Pointing dataset records:
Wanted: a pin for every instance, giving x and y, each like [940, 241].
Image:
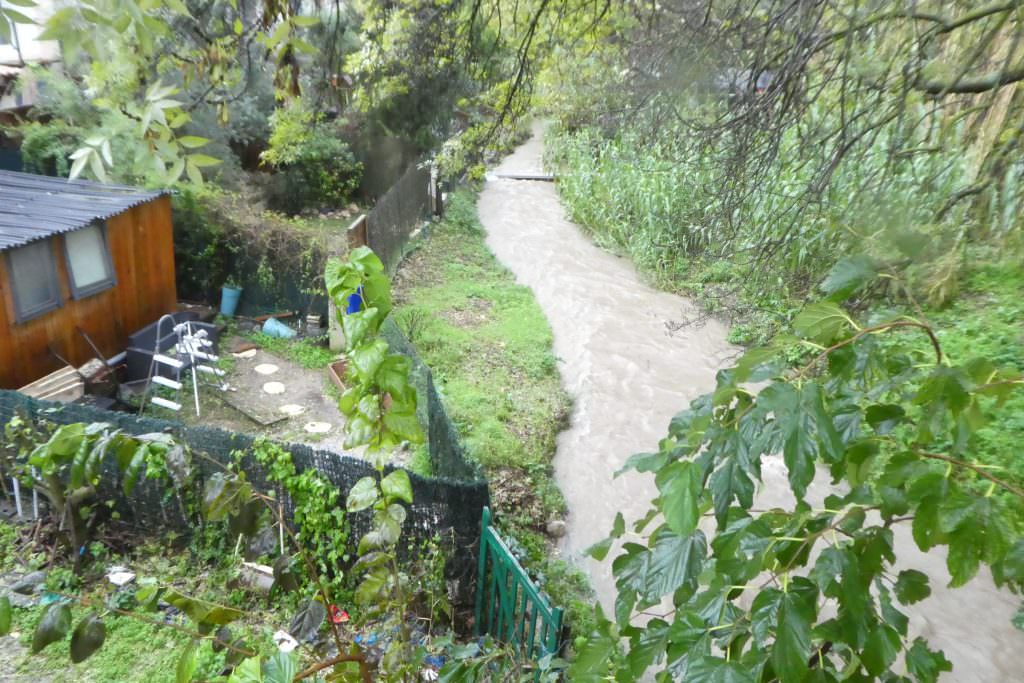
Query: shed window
[34, 280]
[88, 260]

**Exercise instructions:**
Retype the entries above word for word, omitting the pictures.

**Result for this exercise:**
Wanted: a pin for every instance, giving x and y, each like [940, 241].
Image:
Query: shed window
[34, 280]
[88, 260]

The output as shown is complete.